STATED TASK A
In the blog post, what skin tone did the box say the item would come back in?

— START PAGE EXTRACT —

Boundaries Part. II

Boundaries Part. II

Oct 07

Saturday. Two days later, the owner of the master piece (Replica Dildo) is nowhere to be found. The rest of the villagers (roommates) are downstairs all sitting around the television. I tell them the story of what is now known as “The Big Brown Incident.” Frick I need to explain that eh?

Big Brown is the name of the master piece. My roomy did not read the box well. He assumed that his dildo was going to come back his skin color, white. The box said it would come back a DARK TONE. So when he got his package (tee hee hee) in the mail, boy was he surprised. But you know what they say, once you go black…well that doesn’t really apply here because he could have took it up with amazon. I can only imagine what he would say to the customer service representative. OK, big brown, let’s move on.

So we have a group of guys giggling like school girls. I made it a point to tell them, DO NOT SAY ANYTHING ABOUT IT TO THE OWNER OF BIG BROWN (Who from here on out will be called WANG). Why? I don’t know if Wang wanted to share his rubber penis replica with the rest of the household. I also didn’t want things to get weirder than they already were. Finally, I wanted to forget the other night ever happened. If i had one of those flashy thingy’s they used in MIB, you wouldn’t need to tell me twice. I’d be looking into the little red light screaming “PUSH DAT FUCKA ALREADY!”

INT. HOME – EVENING.

I am getting ready to leave the house with a friend and Wang. My other roommates are in the living room looking at us and smiling, the shit eating grin kind of smile. I already knew where this was going, so I was trying to get Wang and my friend out of the house quickly. We were just about to walk out the door…and then it happened.

Roommate #1: Hey Wang, what did you sleep with the other night?

followed by soft giggles. With friends like that, who the fuck needs friends right? Right. Wang looks at me as if I was Maury Povich and just told him that HE. WAS. THE FATHER! I look at the floor because I can’t look him in the eye. This situation has officially become WEIRD AGAIN. I’m thinking, it can’t get any weirder right? WRONG! It got even more weirder when Wang retorted…

Wang: I slept with my dick mold, Big Brown.

— END PAGE EXTRACT —
— START AVAILABLE RECORDS —

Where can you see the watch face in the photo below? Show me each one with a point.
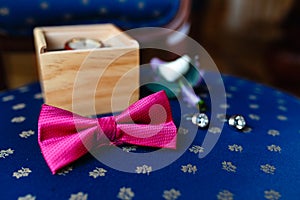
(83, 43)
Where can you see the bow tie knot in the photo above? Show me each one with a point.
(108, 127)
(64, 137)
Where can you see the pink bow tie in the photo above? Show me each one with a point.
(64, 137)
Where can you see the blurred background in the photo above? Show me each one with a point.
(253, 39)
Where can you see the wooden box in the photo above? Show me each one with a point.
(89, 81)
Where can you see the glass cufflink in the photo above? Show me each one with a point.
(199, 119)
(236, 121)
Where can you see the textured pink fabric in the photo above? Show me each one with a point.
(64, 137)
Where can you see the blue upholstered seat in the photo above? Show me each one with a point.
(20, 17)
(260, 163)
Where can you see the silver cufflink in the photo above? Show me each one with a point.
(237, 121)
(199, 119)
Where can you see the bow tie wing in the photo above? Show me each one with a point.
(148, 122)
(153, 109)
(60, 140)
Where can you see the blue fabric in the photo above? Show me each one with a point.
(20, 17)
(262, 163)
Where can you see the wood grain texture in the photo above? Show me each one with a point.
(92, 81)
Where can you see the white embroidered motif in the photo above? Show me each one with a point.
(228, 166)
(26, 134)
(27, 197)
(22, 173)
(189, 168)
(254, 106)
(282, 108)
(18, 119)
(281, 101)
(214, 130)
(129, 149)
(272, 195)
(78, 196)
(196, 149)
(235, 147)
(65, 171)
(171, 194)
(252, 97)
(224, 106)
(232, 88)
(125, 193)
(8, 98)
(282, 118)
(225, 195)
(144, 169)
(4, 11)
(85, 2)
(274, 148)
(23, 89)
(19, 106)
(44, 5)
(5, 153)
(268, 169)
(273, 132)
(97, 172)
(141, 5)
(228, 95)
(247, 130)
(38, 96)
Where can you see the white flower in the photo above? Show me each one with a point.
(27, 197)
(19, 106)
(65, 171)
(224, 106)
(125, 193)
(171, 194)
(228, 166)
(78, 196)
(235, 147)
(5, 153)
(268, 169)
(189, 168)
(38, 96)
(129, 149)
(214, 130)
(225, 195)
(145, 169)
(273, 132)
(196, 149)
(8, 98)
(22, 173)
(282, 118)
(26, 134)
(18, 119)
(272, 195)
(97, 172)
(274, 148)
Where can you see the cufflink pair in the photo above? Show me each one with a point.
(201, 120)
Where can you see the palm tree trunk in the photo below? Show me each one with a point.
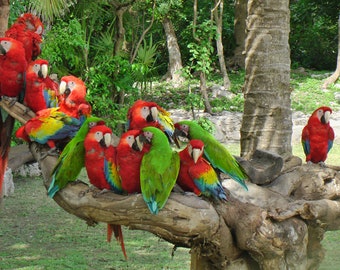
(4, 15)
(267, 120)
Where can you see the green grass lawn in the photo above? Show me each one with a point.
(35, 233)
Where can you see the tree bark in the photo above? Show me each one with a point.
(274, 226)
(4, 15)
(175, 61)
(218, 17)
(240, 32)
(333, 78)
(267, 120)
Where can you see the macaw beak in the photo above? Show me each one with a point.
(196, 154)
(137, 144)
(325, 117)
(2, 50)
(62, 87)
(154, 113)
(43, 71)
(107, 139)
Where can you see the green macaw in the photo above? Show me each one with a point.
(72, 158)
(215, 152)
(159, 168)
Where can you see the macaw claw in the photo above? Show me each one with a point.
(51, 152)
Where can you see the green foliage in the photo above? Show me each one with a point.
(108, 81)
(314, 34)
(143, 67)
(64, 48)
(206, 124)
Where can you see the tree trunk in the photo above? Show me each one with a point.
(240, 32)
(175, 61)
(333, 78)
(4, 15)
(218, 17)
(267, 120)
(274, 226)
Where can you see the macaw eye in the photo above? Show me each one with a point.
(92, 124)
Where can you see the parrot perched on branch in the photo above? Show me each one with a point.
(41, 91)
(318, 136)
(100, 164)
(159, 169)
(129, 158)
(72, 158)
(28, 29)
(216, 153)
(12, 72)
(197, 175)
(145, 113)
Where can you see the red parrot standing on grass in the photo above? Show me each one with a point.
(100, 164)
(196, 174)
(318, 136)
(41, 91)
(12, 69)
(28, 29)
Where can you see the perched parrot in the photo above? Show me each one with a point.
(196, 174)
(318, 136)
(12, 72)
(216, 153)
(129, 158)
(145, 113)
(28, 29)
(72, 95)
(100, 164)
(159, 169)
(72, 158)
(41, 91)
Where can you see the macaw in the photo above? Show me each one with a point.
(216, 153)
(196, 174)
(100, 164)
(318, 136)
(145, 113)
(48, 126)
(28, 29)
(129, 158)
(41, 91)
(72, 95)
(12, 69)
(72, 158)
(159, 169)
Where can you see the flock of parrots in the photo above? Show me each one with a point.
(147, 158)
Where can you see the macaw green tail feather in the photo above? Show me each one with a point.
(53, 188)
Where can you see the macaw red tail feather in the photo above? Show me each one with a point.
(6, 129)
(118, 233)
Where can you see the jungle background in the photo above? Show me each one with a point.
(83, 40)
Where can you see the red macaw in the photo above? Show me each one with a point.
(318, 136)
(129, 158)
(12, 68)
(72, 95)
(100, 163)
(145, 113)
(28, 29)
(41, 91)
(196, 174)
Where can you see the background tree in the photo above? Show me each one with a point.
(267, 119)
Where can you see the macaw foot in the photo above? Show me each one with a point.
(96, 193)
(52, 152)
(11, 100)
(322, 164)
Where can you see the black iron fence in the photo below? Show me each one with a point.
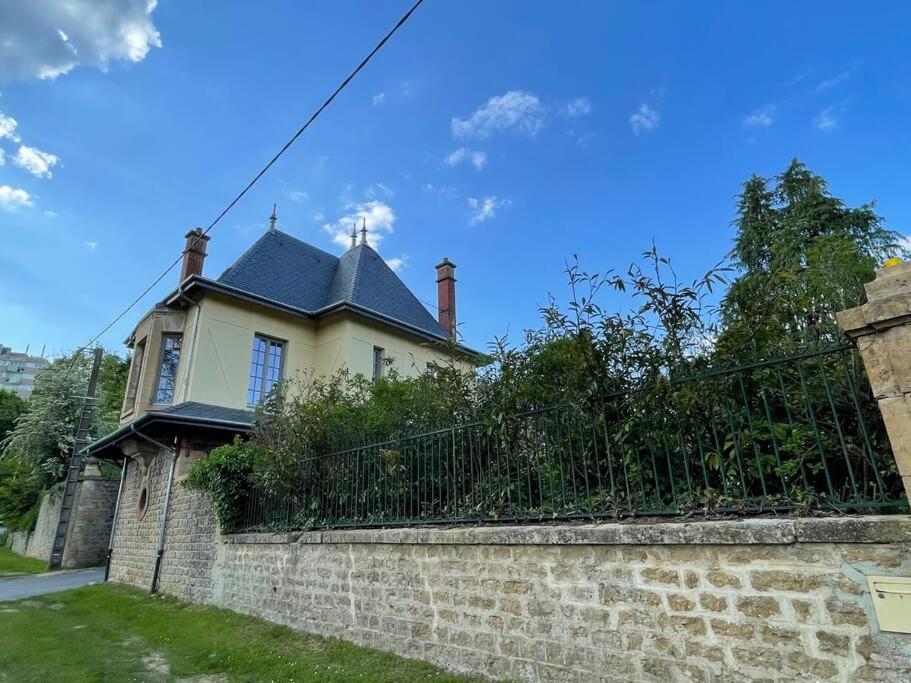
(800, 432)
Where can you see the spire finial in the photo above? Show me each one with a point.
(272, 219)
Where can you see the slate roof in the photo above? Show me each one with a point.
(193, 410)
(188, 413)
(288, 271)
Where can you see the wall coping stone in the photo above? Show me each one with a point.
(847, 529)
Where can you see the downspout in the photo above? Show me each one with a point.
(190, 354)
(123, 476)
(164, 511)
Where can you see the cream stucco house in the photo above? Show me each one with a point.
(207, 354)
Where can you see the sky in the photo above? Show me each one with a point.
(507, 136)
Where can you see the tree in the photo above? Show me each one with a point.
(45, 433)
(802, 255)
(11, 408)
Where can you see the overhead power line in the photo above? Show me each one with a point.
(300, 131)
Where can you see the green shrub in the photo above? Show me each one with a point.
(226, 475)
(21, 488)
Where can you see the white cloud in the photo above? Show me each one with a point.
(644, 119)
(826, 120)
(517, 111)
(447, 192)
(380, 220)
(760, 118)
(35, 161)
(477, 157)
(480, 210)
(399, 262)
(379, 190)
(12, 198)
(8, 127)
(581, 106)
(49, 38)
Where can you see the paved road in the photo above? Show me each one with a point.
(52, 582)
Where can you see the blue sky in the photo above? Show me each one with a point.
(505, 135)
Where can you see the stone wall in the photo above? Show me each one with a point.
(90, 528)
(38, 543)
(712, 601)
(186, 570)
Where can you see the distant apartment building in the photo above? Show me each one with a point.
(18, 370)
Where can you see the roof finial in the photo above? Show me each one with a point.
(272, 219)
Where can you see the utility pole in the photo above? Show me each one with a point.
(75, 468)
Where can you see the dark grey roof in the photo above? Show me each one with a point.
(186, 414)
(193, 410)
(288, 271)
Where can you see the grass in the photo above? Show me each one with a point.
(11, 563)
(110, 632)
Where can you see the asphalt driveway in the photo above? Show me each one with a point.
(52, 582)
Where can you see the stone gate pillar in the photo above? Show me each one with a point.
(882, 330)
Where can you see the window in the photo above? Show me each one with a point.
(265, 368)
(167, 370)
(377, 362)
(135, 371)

— END AVAILABLE RECORDS —

STATED TASK B
Quote the rows from the line holding "Where can you see the asphalt" through the last row, inclusive.

RESPONSE A
A dark tone.

RESPONSE B
Where can you see the asphalt driveway in the photo above? Show me each one with a point.
(52, 582)
Where can you see the stone gate pillar in the photo above? Show me each one with a point.
(882, 330)
Where can you see the window in the photo above? Show me each one with a point.
(265, 368)
(167, 370)
(377, 362)
(135, 371)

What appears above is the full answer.